## ACTION ITEM
Starting at the top of the entries, restate word for word each line up to and including the one with "Target: window".

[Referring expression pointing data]
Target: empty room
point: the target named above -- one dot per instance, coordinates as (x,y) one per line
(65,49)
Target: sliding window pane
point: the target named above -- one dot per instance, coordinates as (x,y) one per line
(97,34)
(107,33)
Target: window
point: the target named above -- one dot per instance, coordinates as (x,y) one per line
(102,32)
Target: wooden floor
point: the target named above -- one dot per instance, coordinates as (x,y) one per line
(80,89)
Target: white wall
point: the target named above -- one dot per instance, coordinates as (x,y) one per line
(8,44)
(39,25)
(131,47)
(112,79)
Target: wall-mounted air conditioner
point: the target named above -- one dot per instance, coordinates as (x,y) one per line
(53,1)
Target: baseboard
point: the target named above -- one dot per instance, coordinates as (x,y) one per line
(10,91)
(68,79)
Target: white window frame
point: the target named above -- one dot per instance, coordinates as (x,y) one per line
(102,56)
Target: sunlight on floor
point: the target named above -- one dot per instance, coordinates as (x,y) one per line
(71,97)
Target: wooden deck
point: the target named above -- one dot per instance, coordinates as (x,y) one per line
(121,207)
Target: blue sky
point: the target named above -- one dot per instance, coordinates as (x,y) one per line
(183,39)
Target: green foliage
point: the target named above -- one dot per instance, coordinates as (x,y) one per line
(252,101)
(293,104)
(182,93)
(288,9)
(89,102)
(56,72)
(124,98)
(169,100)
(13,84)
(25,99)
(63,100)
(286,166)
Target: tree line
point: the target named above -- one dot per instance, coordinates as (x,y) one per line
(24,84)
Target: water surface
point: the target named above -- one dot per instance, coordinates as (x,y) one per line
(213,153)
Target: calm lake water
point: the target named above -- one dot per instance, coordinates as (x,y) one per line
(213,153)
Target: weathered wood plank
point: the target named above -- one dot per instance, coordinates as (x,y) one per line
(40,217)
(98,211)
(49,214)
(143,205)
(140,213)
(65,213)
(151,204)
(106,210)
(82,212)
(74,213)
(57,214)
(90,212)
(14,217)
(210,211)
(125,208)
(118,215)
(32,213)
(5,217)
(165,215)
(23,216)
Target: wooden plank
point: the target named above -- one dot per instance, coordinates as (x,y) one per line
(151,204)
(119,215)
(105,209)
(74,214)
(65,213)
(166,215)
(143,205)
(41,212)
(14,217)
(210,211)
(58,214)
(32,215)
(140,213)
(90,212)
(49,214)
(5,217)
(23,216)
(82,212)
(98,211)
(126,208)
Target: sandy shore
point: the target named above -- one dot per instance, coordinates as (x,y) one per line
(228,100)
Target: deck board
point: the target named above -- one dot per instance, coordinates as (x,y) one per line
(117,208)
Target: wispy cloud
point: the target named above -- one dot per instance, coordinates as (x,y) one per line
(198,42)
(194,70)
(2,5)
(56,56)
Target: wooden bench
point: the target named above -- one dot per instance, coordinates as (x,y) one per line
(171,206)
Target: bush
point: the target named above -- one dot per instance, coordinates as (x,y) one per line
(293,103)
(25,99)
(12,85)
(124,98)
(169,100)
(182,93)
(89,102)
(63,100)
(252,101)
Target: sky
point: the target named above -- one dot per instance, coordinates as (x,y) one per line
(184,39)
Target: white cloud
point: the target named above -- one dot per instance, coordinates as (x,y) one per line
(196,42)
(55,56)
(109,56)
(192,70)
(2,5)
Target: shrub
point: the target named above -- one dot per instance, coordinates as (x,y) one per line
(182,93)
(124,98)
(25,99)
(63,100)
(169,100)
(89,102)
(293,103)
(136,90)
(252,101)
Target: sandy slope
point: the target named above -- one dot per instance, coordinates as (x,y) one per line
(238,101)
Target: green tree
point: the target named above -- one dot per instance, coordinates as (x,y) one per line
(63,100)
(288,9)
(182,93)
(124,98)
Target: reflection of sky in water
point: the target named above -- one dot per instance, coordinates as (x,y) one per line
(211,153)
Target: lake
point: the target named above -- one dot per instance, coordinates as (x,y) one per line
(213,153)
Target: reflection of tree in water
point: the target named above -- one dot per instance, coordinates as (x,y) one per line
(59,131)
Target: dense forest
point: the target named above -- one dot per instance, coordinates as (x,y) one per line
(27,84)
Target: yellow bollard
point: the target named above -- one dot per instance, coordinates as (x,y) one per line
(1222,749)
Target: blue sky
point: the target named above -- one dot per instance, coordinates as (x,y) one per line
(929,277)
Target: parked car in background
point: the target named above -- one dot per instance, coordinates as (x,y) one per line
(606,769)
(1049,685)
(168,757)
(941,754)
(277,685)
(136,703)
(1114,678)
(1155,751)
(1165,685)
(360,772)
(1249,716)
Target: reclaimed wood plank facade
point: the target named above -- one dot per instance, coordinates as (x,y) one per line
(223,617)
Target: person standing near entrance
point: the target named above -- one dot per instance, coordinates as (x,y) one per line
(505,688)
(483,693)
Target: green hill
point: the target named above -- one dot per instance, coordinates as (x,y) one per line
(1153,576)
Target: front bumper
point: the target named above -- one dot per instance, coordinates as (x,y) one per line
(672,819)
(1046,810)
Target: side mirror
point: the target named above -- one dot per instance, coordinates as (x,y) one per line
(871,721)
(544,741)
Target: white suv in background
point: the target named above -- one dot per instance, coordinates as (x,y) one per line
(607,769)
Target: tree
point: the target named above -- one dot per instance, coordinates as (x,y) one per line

## RESULT OF THIS TASK
Target: empty room
point: the target named above -- one dot per instance, coordinates as (x,y) one per line
(65,49)
Target: sliding window pane
point: the target named above -- one dot per instance, coordinates as (x,y) one per line
(97,34)
(107,33)
Target: window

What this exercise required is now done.